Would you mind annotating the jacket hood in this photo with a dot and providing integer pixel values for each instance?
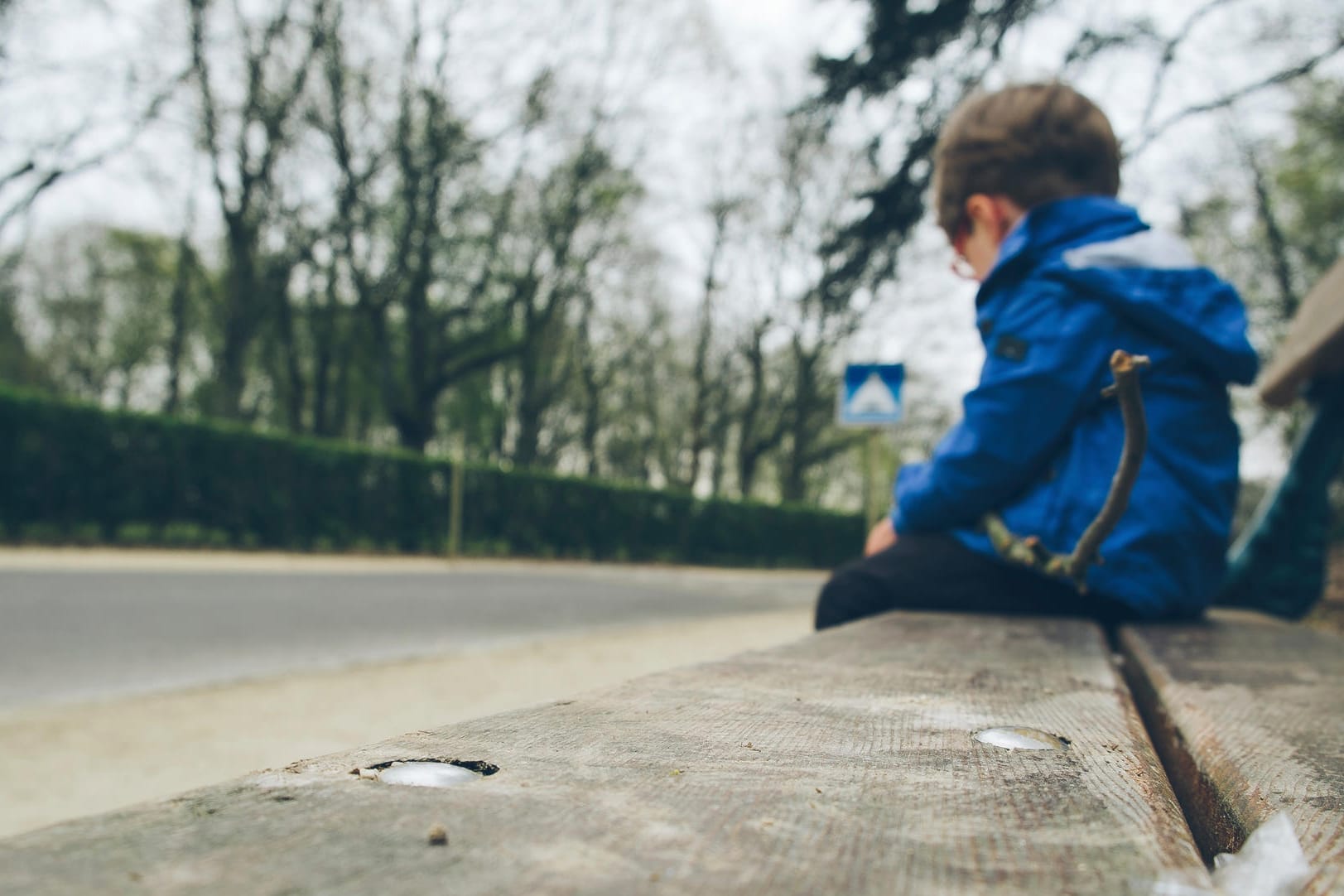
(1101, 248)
= = =
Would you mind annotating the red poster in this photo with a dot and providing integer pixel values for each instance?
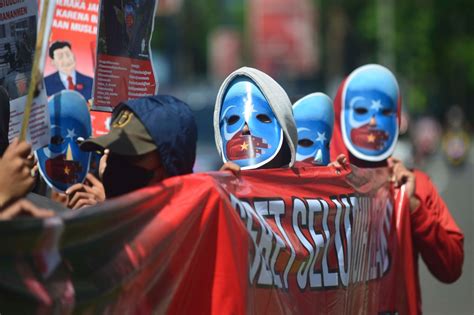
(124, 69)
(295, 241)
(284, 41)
= = =
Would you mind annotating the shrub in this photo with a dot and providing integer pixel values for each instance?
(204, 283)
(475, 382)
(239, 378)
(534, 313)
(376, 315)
= = =
- [What you are asked to do]:
Lay out the records between the lines holding "Would you mind annotating the jacket" and "(1101, 248)", inclusive, as a two-column CSV with the headers text and points, one row per record. Quote every field, turn line breaks into spaces, and leave the pictures out.

- [Solution to the exercise]:
text,points
"Would you mind annotating the jacket hood in this photo with a dot and providing integer pixel values for each instance?","(1101, 248)"